• **DOCUMENT TEXT**
* start *
The market value of obligations with below-zero yields now stands at $5.79 trillion -- the smallest since January 2016, one year into large-scale European quantitative easing and two months before the ECB increased monthly purchases and expanded the program to include corporate bonds. The 10-year Treasury benchmark closed at 3.23 percent Friday, the highest since May 2011, while core European and Japanese bond prices have fallen as investors bet the era of ever-looser monetary policy is firmly over.

Final Point: As I have shared since the Tax Cut--be careful what you wish for. Like I said back in December 2017: "Higher economic growth means higher rates of inflation and then higher nominal and real interest rates--there is NO free lunch."
* end *
• **RECORDS SHOWN**
* start *
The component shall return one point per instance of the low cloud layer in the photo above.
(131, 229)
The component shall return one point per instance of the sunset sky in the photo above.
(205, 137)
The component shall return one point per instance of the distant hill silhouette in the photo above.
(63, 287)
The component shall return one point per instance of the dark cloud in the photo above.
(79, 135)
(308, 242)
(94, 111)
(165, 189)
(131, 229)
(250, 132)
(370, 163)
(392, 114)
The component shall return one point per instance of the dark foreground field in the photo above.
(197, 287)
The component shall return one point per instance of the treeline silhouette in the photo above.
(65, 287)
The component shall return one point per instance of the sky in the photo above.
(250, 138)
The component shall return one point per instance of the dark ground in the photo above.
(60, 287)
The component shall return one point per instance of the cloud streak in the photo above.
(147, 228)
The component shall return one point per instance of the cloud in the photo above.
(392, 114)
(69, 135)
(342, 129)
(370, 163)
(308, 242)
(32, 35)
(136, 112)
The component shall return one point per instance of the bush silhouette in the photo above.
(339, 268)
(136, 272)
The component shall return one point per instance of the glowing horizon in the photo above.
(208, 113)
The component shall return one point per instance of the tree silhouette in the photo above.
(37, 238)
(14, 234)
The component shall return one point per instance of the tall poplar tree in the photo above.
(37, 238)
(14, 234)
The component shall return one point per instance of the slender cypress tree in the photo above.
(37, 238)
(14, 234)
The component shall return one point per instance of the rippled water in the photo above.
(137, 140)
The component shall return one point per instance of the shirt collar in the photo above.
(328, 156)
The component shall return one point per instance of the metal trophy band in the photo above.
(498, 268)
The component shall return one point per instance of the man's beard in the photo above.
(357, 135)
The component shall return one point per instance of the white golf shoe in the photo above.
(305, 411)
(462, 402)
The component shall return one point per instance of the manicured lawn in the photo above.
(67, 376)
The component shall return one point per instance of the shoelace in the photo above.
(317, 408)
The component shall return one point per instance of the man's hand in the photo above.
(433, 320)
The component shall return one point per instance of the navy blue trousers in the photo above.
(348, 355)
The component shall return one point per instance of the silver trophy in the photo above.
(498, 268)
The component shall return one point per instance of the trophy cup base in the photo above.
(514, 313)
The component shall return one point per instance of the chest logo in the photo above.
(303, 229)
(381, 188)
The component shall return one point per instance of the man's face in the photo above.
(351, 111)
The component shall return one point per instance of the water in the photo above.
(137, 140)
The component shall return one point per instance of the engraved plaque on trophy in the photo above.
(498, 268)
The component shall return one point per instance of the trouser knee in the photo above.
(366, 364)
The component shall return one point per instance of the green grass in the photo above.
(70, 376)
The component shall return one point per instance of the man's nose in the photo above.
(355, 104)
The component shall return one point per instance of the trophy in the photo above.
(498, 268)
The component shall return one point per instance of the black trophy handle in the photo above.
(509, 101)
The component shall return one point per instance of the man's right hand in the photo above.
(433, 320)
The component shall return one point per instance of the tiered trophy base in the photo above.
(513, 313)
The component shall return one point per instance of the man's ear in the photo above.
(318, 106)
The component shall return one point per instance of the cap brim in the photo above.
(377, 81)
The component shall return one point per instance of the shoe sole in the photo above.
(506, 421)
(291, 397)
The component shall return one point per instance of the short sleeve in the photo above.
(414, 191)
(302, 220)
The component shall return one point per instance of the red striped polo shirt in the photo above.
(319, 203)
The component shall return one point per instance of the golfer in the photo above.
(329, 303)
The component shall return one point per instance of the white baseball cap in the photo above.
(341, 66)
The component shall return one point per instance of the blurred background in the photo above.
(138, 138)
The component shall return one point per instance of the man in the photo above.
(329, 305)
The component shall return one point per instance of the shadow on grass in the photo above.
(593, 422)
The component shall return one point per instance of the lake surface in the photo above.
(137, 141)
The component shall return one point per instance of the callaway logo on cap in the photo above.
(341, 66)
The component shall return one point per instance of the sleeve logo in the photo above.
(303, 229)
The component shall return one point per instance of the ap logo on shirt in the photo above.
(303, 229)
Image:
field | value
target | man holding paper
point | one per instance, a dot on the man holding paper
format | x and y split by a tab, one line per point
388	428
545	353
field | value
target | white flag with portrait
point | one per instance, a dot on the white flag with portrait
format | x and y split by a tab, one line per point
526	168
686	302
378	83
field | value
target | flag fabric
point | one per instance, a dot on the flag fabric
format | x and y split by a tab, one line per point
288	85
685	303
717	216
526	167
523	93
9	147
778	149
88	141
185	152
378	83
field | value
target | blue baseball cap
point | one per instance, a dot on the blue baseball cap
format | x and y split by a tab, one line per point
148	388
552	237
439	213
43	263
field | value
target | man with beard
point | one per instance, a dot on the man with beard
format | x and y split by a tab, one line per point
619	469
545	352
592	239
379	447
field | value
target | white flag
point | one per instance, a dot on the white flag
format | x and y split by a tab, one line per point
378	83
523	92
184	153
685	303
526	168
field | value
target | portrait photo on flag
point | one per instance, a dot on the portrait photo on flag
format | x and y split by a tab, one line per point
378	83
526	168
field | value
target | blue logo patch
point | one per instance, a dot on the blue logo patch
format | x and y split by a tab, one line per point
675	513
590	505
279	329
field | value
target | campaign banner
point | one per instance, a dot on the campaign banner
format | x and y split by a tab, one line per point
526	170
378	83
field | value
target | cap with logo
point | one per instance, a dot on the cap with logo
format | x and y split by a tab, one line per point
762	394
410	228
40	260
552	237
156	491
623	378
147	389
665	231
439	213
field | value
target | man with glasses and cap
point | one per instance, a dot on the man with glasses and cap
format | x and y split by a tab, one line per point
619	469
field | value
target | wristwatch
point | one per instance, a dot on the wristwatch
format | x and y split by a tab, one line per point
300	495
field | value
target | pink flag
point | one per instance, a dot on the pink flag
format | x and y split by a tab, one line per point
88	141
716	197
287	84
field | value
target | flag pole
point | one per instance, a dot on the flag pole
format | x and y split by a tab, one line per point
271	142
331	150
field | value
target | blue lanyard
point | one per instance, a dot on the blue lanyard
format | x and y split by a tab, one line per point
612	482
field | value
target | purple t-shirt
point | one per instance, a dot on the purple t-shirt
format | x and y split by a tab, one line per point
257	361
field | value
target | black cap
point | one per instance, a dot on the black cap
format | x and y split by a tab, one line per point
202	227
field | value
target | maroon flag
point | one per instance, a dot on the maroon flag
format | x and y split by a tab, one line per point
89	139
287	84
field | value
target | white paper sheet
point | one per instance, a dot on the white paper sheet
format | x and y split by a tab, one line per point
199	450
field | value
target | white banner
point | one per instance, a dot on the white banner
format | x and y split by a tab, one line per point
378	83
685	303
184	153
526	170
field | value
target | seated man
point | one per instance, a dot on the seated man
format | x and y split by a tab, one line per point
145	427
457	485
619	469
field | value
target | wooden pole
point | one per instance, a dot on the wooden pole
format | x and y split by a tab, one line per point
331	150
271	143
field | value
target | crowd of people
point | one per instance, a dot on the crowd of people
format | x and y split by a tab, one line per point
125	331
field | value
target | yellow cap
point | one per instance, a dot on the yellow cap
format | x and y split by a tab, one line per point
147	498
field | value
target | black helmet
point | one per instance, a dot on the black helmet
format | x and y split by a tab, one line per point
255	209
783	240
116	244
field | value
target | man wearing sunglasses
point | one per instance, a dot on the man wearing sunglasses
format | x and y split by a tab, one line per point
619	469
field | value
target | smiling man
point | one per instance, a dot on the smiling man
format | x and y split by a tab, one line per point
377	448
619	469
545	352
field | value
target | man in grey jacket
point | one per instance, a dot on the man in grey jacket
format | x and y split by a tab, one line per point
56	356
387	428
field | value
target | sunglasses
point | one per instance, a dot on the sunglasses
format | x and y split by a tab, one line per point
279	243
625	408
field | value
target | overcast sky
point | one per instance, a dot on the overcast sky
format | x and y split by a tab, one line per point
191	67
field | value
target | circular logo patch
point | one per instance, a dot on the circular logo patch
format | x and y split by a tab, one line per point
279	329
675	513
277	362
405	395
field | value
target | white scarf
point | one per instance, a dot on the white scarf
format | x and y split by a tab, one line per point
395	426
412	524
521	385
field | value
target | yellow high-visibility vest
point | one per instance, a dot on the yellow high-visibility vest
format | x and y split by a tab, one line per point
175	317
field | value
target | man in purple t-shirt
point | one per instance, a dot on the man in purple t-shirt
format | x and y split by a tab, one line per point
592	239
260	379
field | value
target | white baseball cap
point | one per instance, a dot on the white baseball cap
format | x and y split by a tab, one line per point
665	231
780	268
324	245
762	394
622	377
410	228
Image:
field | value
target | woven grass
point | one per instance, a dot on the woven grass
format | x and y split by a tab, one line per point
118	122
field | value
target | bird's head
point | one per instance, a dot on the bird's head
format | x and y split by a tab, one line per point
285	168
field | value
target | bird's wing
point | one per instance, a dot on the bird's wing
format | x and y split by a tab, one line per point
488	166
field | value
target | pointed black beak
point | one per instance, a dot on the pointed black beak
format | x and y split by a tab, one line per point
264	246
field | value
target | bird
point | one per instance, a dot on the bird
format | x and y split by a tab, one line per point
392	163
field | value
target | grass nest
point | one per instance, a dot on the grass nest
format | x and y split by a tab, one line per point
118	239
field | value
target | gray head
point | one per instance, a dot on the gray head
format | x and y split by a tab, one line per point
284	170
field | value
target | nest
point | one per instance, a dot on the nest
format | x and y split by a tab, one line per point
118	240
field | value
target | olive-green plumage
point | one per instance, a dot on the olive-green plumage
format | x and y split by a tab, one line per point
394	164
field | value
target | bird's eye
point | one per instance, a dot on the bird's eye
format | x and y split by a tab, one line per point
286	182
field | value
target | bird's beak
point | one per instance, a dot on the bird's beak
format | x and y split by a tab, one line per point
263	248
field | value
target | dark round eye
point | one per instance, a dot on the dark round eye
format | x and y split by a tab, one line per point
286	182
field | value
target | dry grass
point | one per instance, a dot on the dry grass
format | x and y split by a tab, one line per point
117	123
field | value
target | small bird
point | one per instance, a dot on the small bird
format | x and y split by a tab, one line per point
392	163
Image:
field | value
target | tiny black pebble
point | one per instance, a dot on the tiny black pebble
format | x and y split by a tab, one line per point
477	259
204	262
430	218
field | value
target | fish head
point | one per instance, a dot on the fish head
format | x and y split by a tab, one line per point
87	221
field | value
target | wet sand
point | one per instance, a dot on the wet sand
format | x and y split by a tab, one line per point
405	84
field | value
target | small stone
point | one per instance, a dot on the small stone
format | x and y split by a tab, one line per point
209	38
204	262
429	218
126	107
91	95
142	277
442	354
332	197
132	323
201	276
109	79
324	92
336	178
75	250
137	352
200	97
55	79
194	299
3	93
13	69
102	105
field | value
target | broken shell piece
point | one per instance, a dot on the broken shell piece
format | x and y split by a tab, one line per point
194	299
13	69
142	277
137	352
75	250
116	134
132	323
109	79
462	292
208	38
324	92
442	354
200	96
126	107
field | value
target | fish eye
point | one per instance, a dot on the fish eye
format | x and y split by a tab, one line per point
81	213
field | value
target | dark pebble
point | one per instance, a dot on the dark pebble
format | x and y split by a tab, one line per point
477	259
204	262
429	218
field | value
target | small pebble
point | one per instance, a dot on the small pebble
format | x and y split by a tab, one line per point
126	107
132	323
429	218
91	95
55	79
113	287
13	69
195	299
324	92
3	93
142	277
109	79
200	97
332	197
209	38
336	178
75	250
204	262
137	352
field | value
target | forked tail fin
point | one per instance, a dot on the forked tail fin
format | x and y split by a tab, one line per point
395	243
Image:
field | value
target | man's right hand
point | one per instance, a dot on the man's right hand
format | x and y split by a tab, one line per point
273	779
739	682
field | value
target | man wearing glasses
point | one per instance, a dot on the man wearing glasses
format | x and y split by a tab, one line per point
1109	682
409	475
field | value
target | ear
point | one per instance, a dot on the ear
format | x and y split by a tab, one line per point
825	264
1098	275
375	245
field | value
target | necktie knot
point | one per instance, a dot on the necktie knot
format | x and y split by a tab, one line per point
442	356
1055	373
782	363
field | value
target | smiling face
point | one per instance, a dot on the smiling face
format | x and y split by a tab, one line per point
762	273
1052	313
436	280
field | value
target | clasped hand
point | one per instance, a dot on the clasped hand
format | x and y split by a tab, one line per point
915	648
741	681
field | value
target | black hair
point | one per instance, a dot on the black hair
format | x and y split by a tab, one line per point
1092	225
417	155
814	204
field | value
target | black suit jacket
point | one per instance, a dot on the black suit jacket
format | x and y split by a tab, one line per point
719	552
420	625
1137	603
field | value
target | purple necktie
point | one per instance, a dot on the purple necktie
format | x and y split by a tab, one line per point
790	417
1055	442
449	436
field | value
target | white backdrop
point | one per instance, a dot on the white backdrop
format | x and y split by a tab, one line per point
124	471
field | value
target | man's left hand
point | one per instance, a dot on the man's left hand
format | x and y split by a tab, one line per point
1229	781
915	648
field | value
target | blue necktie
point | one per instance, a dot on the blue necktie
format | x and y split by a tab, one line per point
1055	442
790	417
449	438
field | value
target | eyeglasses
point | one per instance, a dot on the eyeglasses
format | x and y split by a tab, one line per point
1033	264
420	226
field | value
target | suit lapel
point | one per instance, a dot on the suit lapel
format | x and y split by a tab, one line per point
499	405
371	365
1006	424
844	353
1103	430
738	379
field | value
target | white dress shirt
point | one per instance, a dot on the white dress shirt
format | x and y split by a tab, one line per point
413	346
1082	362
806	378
* end *
• **AIM A**
Using the bond market passage, decide whether each statement agrees with it: (i) the market value of obligations with below-zero yields is the smallest since January 2016; (ii) the 10-year Treasury benchmark closed at its highest level since May 2011; (iii) the ECB reduced its monthly purchases two months after January 2016. For each, answer yes or no and quote the words of the passage that decide it.
• **AIM B**
Write out the bond market passage between "The market value" and "is firmly over.", inclusive, substituting "Thursday" for "Friday".

• **EXERCISE RESULT A**
(i) Yes: "now stands at $5.79 trillion -- the smallest since January 2016"
(ii) Yes: "The 10-year Treasury benchmark closed at 3.23 percent Friday, the highest since May 2011"
(iii) No: "two months before the ECB increased monthly purchases"

• **EXERCISE RESULT B**
The market value of obligations with below-zero yields now stands at $5.79 trillion -- the smallest since January 2016, one year into large-scale European quantitative easing and two months before the ECB increased monthly purchases and expanded the program to include corporate bonds. The 10-year Treasury benchmark closed at 3.23 percent Thursday, the highest since May 2011, while core European and Japanese bond prices have fallen as investors bet the era of ever-looser monetary policy is firmly over.